__Action item__:
Omitting every picture, output the records below exactly, please.

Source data
■ ■ ■ ■ ■
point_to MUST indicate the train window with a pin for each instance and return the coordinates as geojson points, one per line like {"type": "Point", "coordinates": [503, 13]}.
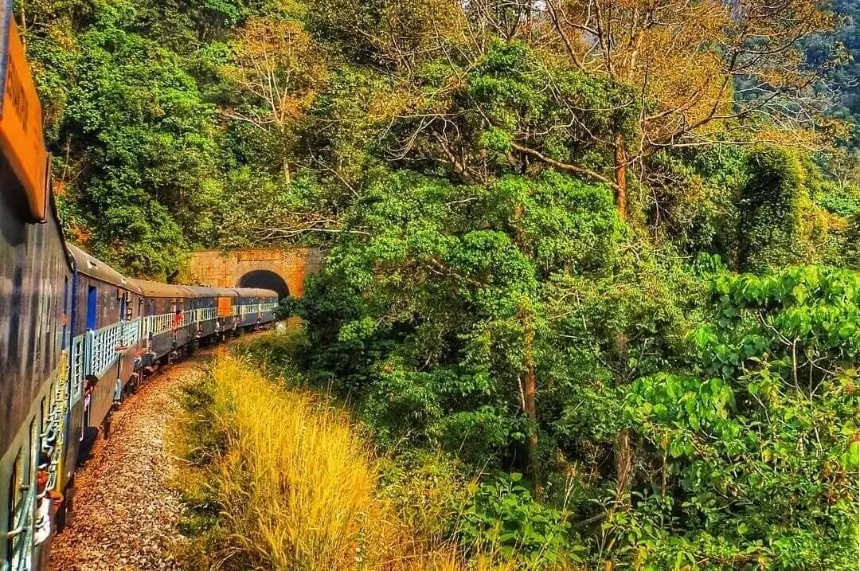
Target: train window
{"type": "Point", "coordinates": [13, 495]}
{"type": "Point", "coordinates": [92, 307]}
{"type": "Point", "coordinates": [65, 313]}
■ ■ ■ ■ ■
__Expected answer__:
point_to MUST indicate the train window with a pin for each instance and return the coordinates as geojson points, one per line like {"type": "Point", "coordinates": [503, 13]}.
Target: train window
{"type": "Point", "coordinates": [13, 495]}
{"type": "Point", "coordinates": [92, 307]}
{"type": "Point", "coordinates": [65, 313]}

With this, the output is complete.